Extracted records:

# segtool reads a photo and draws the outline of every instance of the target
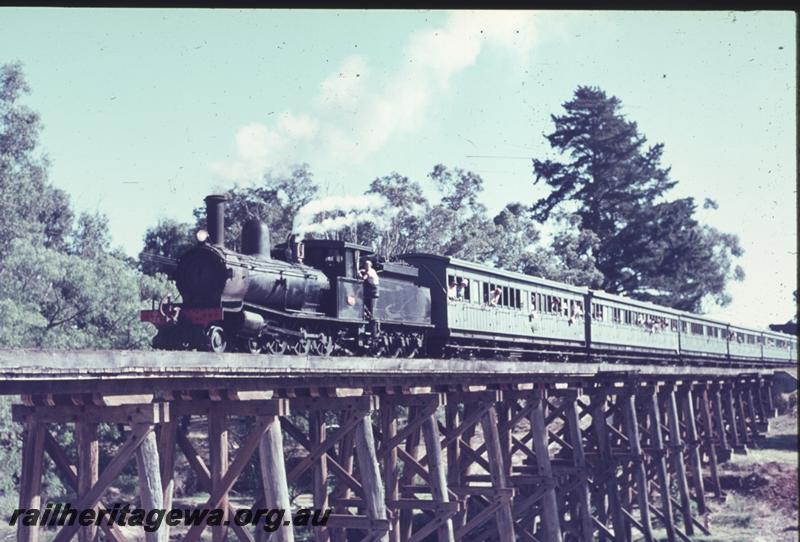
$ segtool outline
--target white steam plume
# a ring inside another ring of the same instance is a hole
[[[292,231],[302,237],[307,233],[333,233],[363,222],[382,228],[394,213],[386,199],[377,194],[328,196],[303,205],[297,211]]]

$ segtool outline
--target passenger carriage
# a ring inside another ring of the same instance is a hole
[[[728,357],[727,323],[681,312],[680,326],[684,358]]]
[[[764,338],[765,360],[797,364],[797,337],[775,331],[764,331],[761,335]]]
[[[669,355],[680,350],[678,311],[599,290],[591,292],[591,310],[592,349]]]
[[[434,254],[401,258],[419,268],[422,286],[431,290],[433,344],[477,352],[574,351],[586,347],[584,303],[587,288]],[[463,281],[466,287],[451,288]],[[498,292],[495,296],[494,292]],[[497,342],[499,348],[490,348]]]
[[[762,332],[728,325],[728,354],[732,361],[746,358],[761,358],[764,355],[764,335]]]

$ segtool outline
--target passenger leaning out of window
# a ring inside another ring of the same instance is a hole
[[[489,298],[489,305],[496,307],[500,304],[500,298],[503,297],[503,290],[499,286],[495,287],[494,290],[491,292],[491,297]]]
[[[456,280],[450,279],[450,282],[447,284],[447,299],[455,299],[456,298]]]
[[[583,307],[580,303],[575,304],[575,308],[572,311],[572,316],[569,319],[569,325],[574,324],[579,319],[583,318]]]
[[[469,286],[469,280],[459,277],[458,284],[456,284],[456,299],[464,301],[464,295]]]

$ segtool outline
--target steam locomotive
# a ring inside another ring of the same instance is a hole
[[[373,318],[365,319],[360,264],[369,247],[292,238],[270,248],[258,220],[242,227],[241,253],[225,247],[225,197],[205,199],[208,232],[178,259],[182,303],[142,311],[166,350],[404,356],[423,353],[430,290],[417,269],[384,263]]]
[[[153,347],[270,354],[648,363],[797,364],[795,336],[435,254],[377,264],[374,314],[359,269],[373,251],[323,239],[270,247],[266,225],[225,246],[223,196],[174,278],[182,303],[142,311]]]

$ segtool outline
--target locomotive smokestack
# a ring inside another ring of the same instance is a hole
[[[208,240],[212,245],[225,246],[225,201],[224,195],[206,196],[206,222]]]

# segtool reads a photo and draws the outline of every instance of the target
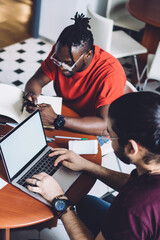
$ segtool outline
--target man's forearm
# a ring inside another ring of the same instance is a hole
[[[42,69],[39,68],[33,77],[31,77],[31,79],[26,83],[25,92],[32,92],[39,96],[42,88],[50,81],[51,80],[43,73]]]
[[[37,82],[34,81],[34,79],[30,79],[26,86],[25,86],[25,93],[33,93],[35,94],[37,97],[41,94],[42,88],[41,85]]]
[[[61,220],[71,240],[94,239],[92,233],[72,210],[68,210],[67,213],[63,214]]]
[[[119,191],[121,187],[127,183],[130,175],[113,171],[111,169],[99,166],[95,163],[86,160],[84,169],[86,172],[89,172],[94,177],[108,185],[109,187]]]
[[[92,134],[98,136],[106,136],[107,122],[100,117],[83,117],[83,118],[71,118],[65,117],[65,128],[82,132],[85,134]]]

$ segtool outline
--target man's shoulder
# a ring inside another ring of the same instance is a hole
[[[106,70],[112,69],[113,71],[123,71],[119,60],[97,45],[95,45],[94,60],[97,65],[105,65]]]
[[[106,58],[106,59],[112,59],[112,60],[118,61],[113,55],[111,55],[109,52],[103,50],[97,45],[94,45],[94,52],[95,52],[95,56],[99,56],[102,59]]]
[[[128,186],[127,186],[128,185]],[[124,186],[123,204],[137,210],[159,205],[160,211],[160,175],[144,174]],[[121,195],[121,193],[120,193]],[[143,205],[141,204],[143,203]],[[157,210],[158,210],[157,209]]]

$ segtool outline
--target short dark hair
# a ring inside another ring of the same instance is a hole
[[[60,34],[57,42],[60,42],[62,45],[67,45],[71,53],[72,46],[85,46],[86,50],[93,49],[93,34],[90,29],[89,20],[90,18],[85,17],[85,15],[78,14],[76,12],[74,18],[71,18],[75,21],[74,24],[66,27]]]
[[[160,95],[154,92],[128,93],[109,107],[112,129],[119,143],[133,139],[153,154],[160,154]]]

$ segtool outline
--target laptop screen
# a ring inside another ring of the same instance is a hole
[[[0,146],[10,178],[47,145],[39,110],[19,124]]]

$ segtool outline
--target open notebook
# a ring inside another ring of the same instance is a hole
[[[30,114],[22,111],[23,91],[9,84],[0,83],[0,115],[7,116],[17,123],[22,122]],[[61,114],[62,98],[40,95],[38,103],[47,103],[52,106],[57,114]]]

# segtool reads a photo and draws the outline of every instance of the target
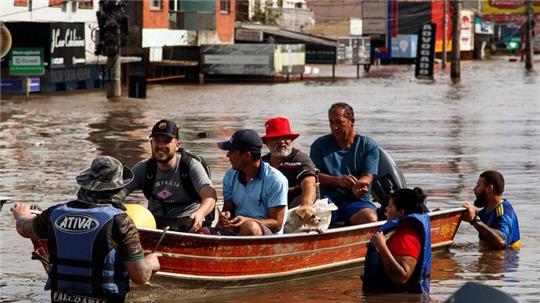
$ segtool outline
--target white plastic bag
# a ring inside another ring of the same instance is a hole
[[[321,230],[327,230],[332,221],[332,211],[337,210],[334,203],[328,203],[328,199],[319,199],[315,201],[313,207],[317,211],[317,216],[321,218]]]

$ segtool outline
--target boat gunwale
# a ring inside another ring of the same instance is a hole
[[[464,211],[465,211],[464,207],[455,207],[455,208],[429,212],[429,215],[430,217],[434,217],[434,216],[440,216],[440,215],[458,213],[458,212],[464,212]],[[323,233],[311,231],[309,233],[280,234],[280,235],[269,235],[269,236],[222,236],[222,235],[194,234],[194,233],[179,232],[179,231],[167,231],[167,235],[177,236],[177,237],[186,237],[186,238],[196,238],[196,239],[201,239],[201,240],[214,240],[214,241],[221,241],[221,240],[234,240],[236,242],[257,241],[257,240],[279,241],[279,240],[288,240],[291,238],[301,238],[301,237],[321,237],[325,235],[331,236],[335,234],[341,234],[345,232],[363,230],[363,229],[369,229],[372,227],[381,226],[385,222],[386,221],[377,221],[377,222],[366,223],[366,224],[361,224],[361,225],[330,228],[330,229],[325,230]],[[163,233],[162,229],[138,228],[138,230],[139,232],[143,231],[143,232],[154,233],[154,234]]]

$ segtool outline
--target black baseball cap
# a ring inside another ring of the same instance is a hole
[[[152,127],[152,134],[150,135],[150,138],[155,135],[165,135],[178,139],[178,126],[176,126],[176,124],[171,120],[159,120],[156,124],[154,124],[154,127]]]
[[[262,139],[252,129],[239,129],[229,141],[218,142],[218,147],[222,150],[246,150],[250,152],[260,153],[262,149]]]

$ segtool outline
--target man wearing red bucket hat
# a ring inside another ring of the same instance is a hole
[[[299,134],[292,132],[289,119],[285,117],[272,118],[264,126],[266,135],[262,140],[270,153],[262,159],[287,177],[289,208],[311,206],[317,197],[317,169],[306,153],[293,147]]]

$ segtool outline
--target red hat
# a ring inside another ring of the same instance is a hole
[[[300,136],[291,131],[289,119],[285,117],[275,117],[266,121],[264,128],[266,128],[266,135],[262,137],[263,141],[279,137],[289,137],[294,140]]]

TASK REQUIREMENTS → Show all lines in the records above that hold "steam".

RESPONSE TO THE TASK →
--target white steam plume
--target steam locomotive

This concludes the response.